[ФРАГМЕНТ СТРАНИЦЫ]:
--- --- ---

Вилли Панцер с партнерами видоизменил номер Агуста, перекомпоновав его в «Сцену в кухне ресторана», а труппа Перецов, выделившаяся в предвоенные годы, сделала себе имя номером такого же характера — «Ужин в ресторане Максима».

Кара, прославленный мастер предвоенного цирка, закончивший свой артистический путь шестидесятилетним стариком гастролями в советских госцирках в сезоне 1926/27 года, являлся крупнейшим представителем салонного жанра. Если у других артистов оригинальная внешняя инсценировка и изобретательная композиция номера выручала среднюю, вполне хорошую, но среднюю технику (а шантан и варьете требовали не столько техники, сколько занятного внешнего оформления и увязки трюков в цельную пантомимно-игровую сценку), то Кара, не снижая композиционных задач, достигал невиданной до него техники.
«Высокий, стройный, с видом великосветского денди, — пишет критик, — он входит в манеж, как бы вернувшись с бала, в длинной светло-серой фрачной пелерине на ослепительной подкладке, в белых перчатках, с моноклем и изящной тростью в руках. Он как бы входит в зал кафе-ресторана, где находится его ассистент, изображающий кельнера. Биллиардные кии и биллиардные шары, затем цилиндр, перчатки и тросточка, затем спички, сигары и портсигар, затем чашка, блюдце, стол и газета, вдетая на палочку, как обычно в ресторанах, и, наконец, даже сам кельнер — все летает и кружится в воздухе к все возрастающему удивлению публики» 12.
Под влиянием развития спорта в повседневном быту салонный жонглер в конце 90-х годов стал менять свой образ на образ великосветского спортсмена, соответственно изыскивая и новый реквизит.
Жонглеры-теннисисты (jongleur-lennissiste, Lawnten-nis-jongleur) и жонглеры булавами (jongleur de massues, Keulenjongleur) — вот наиболее типичные «спорт-жонглеры» конца прошлого столетия. Первые работали в теннисных костюмах с ракетками и мячами в инсценировке, близкой к спортплощадке, вторые жонглировали гимнастическими булавами, орнаментированными разноцветной жестью (жонглирование булавами — номер ансамблевый, интересный минимум при трех или четырех участниках, которые должны работать с коллективно-согласованной механичностью движений).
Да, спорт одерживал все более крупные победы в повседневном мелкобуржуазном быту, и на очереди теперь стояла уже не только маскировка цирковых номеров «под спортивные», — теперь речь шла о внедрении в цирковой репертуар новейших видов спорта в их высших рекордных достижениях.
Эти процессы значительно ускорились, потому что на пути их развития сейчас находились шантаны и театры-варьете, падкие до всевозможных новинок, немедленно овладевавшие рекордными спортивными достижениями и возвращавшие их цирку в театрализованном виде: спортплощадка, подмостки шантана-варьете и цирковые манежи взаимно воздействовали друг на друга, что и способствовало столь сильному росту спортивно-акробатических партерных жанров.

--- --- ---

[СОБРАННЫЕ ДАННЫЕ]:
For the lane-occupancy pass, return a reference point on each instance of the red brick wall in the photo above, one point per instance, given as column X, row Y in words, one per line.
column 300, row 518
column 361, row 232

--- --- ---

[ВЫПОЛНИТЕ ЗАДАНИЯ]:
(a) Выпишите из фрагмента о цирковых жонглерах отрывок, начиная со слов «Под влиянием развития» и заканчивая словами «и новый реквизит.».
(b) Изложите суть фрагмента о цирковых жонглерах в двух предложениях.
Данные представляют собой отдельный материал и к фрагменту не относятся.

[ОТВЕТЫ]:
(a)
Под влиянием развития спорта в повседневном быту салонный жонглер в конце 90-х годов стал менять свой образ на образ великосветского спортсмена, соответственно изыскивая и новый реквизит.

(b) Крупнейшим представителем салонного жанра был Кара, который достигал невиданной до него техники и в роли великосветского денди заставлял летать в воздухе бильярдные кии, сигары, посуду и даже ассистента, изображавшего кельнера. В конце 90-х годов под влиянием спорта салонный жонглер сменил образ на образ великосветского спортсмена: появились жонглеры-теннисисты и жонглеры булавами, а шантаны и варьете ускоряли проникновение рекордных спортивных достижений в цирк.